Records for this task: Begin

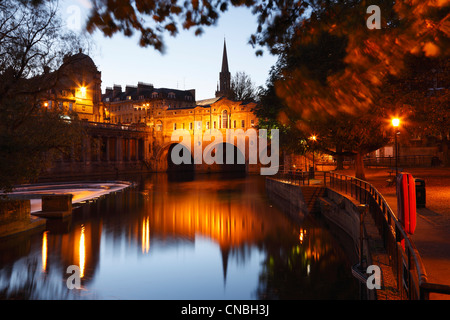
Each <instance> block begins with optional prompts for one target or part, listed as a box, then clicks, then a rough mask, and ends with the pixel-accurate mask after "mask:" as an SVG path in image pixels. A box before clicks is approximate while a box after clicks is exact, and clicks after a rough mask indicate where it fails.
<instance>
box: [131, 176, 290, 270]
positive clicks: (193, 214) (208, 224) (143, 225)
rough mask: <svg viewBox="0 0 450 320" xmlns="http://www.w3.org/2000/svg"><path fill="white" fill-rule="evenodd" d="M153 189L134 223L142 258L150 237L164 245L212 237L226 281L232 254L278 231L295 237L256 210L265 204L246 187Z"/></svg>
mask: <svg viewBox="0 0 450 320" xmlns="http://www.w3.org/2000/svg"><path fill="white" fill-rule="evenodd" d="M155 184H157V185H158V188H155V189H154V190H153V192H152V191H148V190H146V192H145V198H146V200H145V203H151V204H152V206H151V207H150V206H149V207H147V208H144V210H143V211H144V212H143V213H142V216H141V218H140V219H139V220H135V222H134V223H135V224H137V226H135V227H133V228H132V230H135V231H136V230H138V233H136V234H135V235H134V238H135V239H136V241H138V243H140V248H141V250H142V253H151V251H149V249H150V241H151V239H150V233H151V236H152V237H153V238H157V239H162V240H174V239H175V240H176V239H184V240H186V239H187V240H191V241H194V240H195V237H198V236H200V237H205V238H210V239H211V240H213V241H214V242H216V243H218V245H219V246H220V249H221V252H222V259H223V261H222V262H223V270H224V277H226V270H227V263H228V256H229V254H230V252H233V251H234V250H235V249H239V248H242V247H244V246H246V245H257V244H259V243H262V242H263V241H264V239H266V238H270V237H273V238H275V237H276V234H277V232H279V230H286V229H291V230H292V231H293V234H294V231H295V229H294V228H293V226H292V225H291V223H290V222H289V220H288V219H279V217H277V219H273V216H271V215H270V214H268V213H267V209H266V208H264V207H260V206H264V205H265V204H263V203H261V202H259V201H258V200H257V199H255V198H252V197H245V196H242V195H243V194H246V191H249V193H250V194H251V193H254V192H255V190H246V189H245V188H248V185H246V186H242V187H241V185H239V184H236V185H235V184H233V182H232V181H224V182H222V183H221V182H219V181H215V182H214V184H215V185H214V187H211V189H210V190H208V189H207V188H205V187H206V186H207V185H208V181H198V182H197V181H194V182H191V183H190V185H189V187H187V189H186V190H183V191H184V192H183V193H180V192H177V191H175V190H170V189H168V188H169V187H170V186H169V185H168V184H167V181H165V180H163V179H161V180H157V181H155ZM253 187H254V186H251V187H250V188H253ZM178 191H179V190H178ZM126 205H128V204H126Z"/></svg>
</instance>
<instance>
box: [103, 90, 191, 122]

Records for this task: End

What is being asked >>
Please output every line of the listing above as a numbered list, skipping blank lines and leaving out the pictures.

Result >>
1. Each <instance> block begins with optional prompts for one target or part, listed as a box, then clicks, then a rough mask, and ends with the pixel-accurate mask after "mask:" as an SVG path in image pixels. A box before clicks is approximate while a box after clicks is exact, and clicks after a rough mask indicate where it fails.
2. <instance>
3. box: [131, 176, 290, 270]
4. positive clicks: (193, 214) (208, 224) (143, 225)
5. rough mask: <svg viewBox="0 0 450 320" xmlns="http://www.w3.org/2000/svg"><path fill="white" fill-rule="evenodd" d="M153 189L134 223L142 258L150 237L164 245L212 237L226 281L232 254L278 231L295 237L256 210L265 204L246 187Z"/></svg>
6. mask: <svg viewBox="0 0 450 320" xmlns="http://www.w3.org/2000/svg"><path fill="white" fill-rule="evenodd" d="M155 184H157V185H158V188H155V189H154V190H153V192H152V191H148V190H146V192H145V198H146V200H145V203H151V204H152V206H151V207H150V206H149V207H147V208H144V210H143V211H144V212H143V213H142V216H141V218H140V219H139V220H135V222H134V223H135V224H137V226H135V227H133V228H132V230H135V231H136V230H138V233H136V234H135V235H134V238H135V239H136V241H138V243H140V248H141V250H142V253H151V251H149V249H150V241H151V239H150V233H151V236H152V237H153V238H157V239H162V240H174V239H175V240H176V239H184V240H186V239H187V240H191V241H194V240H195V237H198V236H200V237H205V238H210V239H211V240H213V241H214V242H216V243H218V245H219V246H220V249H221V252H222V259H223V261H222V262H223V270H224V277H226V270H227V263H228V256H229V254H230V252H233V251H234V250H235V249H239V248H242V247H244V246H246V245H257V244H259V243H262V242H263V241H264V239H266V238H270V237H273V238H275V237H276V234H277V232H279V230H286V229H291V230H292V231H293V234H294V231H295V229H294V228H293V226H292V225H291V223H290V222H289V220H288V219H279V217H277V219H273V216H271V215H270V214H268V213H267V209H266V208H264V207H260V206H264V205H265V204H263V203H261V202H259V201H258V200H257V199H255V198H252V197H245V196H242V195H243V194H246V191H249V193H250V194H251V193H254V192H255V190H246V189H245V188H248V185H246V186H242V187H241V185H239V184H236V185H235V184H233V182H232V181H224V182H222V183H221V182H219V181H215V182H214V184H215V185H214V187H211V189H210V190H208V189H207V188H205V187H206V186H207V185H208V181H198V182H197V181H194V182H191V183H190V185H189V187H187V189H186V190H183V191H184V192H183V193H180V192H177V191H175V190H170V189H168V188H169V187H170V186H169V185H168V184H167V181H165V180H163V179H161V180H157V181H155ZM253 187H254V186H251V187H250V188H253ZM178 191H179V190H178ZM126 205H128V204H126Z"/></svg>
7. </instance>
8. <instance>
9. box: [103, 90, 191, 122]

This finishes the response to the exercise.